• **WORK REQUIRED**: Pick out every line in the entries below that contains the word "halter" and copy each of those lines. Letter case counts when matching.

SUPPLIED MATERIAL start

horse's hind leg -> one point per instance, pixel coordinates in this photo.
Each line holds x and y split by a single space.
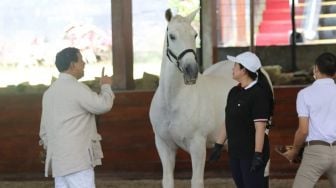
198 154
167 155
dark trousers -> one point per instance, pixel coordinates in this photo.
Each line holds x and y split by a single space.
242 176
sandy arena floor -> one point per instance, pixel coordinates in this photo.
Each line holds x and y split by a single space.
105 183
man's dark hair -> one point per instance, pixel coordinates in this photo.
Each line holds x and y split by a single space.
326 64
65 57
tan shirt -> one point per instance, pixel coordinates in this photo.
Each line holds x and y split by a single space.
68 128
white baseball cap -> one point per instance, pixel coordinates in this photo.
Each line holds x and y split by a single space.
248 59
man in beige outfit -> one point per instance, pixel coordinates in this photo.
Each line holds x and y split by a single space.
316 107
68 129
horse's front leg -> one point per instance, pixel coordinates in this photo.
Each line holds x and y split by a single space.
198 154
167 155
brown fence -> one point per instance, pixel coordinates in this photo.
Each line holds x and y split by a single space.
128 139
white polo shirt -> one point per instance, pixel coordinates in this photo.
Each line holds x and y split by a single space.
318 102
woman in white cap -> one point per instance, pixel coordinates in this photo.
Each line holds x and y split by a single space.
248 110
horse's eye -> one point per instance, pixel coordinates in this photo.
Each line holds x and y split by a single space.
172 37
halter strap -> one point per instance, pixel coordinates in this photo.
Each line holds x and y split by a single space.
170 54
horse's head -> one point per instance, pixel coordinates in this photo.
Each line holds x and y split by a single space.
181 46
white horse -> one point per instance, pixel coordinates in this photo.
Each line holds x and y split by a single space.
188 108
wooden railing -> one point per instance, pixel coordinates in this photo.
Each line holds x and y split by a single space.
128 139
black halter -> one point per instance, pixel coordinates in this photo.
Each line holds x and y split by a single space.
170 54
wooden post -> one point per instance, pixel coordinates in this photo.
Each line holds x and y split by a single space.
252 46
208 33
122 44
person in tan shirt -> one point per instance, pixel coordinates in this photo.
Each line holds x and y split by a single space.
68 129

SUPPLIED MATERIAL end
SUPPLIED MATERIAL start

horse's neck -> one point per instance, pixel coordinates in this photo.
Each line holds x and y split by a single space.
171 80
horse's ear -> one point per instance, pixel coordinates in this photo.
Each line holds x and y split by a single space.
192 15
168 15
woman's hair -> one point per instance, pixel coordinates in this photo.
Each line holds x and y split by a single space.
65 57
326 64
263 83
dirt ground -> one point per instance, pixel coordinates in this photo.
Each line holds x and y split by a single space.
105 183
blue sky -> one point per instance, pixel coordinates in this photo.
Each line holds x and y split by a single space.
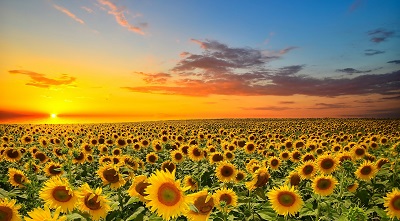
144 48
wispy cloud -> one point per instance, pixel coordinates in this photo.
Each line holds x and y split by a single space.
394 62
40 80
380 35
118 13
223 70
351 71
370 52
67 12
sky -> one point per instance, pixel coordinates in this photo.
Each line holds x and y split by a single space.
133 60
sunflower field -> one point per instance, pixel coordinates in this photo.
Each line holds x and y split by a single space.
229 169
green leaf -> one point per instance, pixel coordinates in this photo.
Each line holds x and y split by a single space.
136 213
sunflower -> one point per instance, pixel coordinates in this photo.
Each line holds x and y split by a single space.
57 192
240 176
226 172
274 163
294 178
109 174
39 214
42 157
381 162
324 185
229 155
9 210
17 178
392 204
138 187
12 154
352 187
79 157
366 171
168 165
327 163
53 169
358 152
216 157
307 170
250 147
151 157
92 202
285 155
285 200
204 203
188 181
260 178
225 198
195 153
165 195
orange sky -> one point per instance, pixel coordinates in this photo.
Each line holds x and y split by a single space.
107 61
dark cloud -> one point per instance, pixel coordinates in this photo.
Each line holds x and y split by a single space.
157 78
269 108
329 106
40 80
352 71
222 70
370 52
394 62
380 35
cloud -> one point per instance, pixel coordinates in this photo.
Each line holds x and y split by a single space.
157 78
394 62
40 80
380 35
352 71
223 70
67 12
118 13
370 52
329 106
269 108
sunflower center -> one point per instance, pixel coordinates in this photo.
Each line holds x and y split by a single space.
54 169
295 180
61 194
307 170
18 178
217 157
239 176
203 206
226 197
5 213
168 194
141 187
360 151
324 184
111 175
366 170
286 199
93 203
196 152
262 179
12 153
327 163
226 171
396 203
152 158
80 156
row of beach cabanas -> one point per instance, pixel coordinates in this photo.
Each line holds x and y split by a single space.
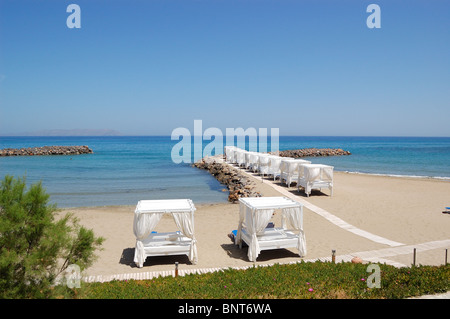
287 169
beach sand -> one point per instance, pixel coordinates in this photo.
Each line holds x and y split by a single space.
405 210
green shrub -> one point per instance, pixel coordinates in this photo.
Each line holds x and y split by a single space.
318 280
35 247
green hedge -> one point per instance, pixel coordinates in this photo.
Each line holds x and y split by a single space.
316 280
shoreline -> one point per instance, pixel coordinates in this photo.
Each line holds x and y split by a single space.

SUPPLIED MATERIAL end
SUPPLIED MATERIAL start

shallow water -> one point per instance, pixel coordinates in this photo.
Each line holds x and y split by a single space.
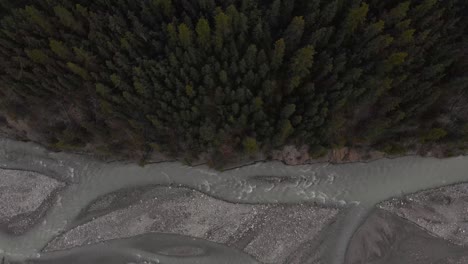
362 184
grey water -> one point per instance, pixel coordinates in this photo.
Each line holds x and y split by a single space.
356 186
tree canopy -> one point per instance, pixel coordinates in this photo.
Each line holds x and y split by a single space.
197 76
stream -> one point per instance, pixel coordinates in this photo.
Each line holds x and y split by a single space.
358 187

SUPPLIED MATERIAL end

• **SOLUTION FOR THIS TASK**:
halter strap -> one point per instance, pixel coordinates in this photo.
black halter -> one point per instance, pixel coordinates in this photo.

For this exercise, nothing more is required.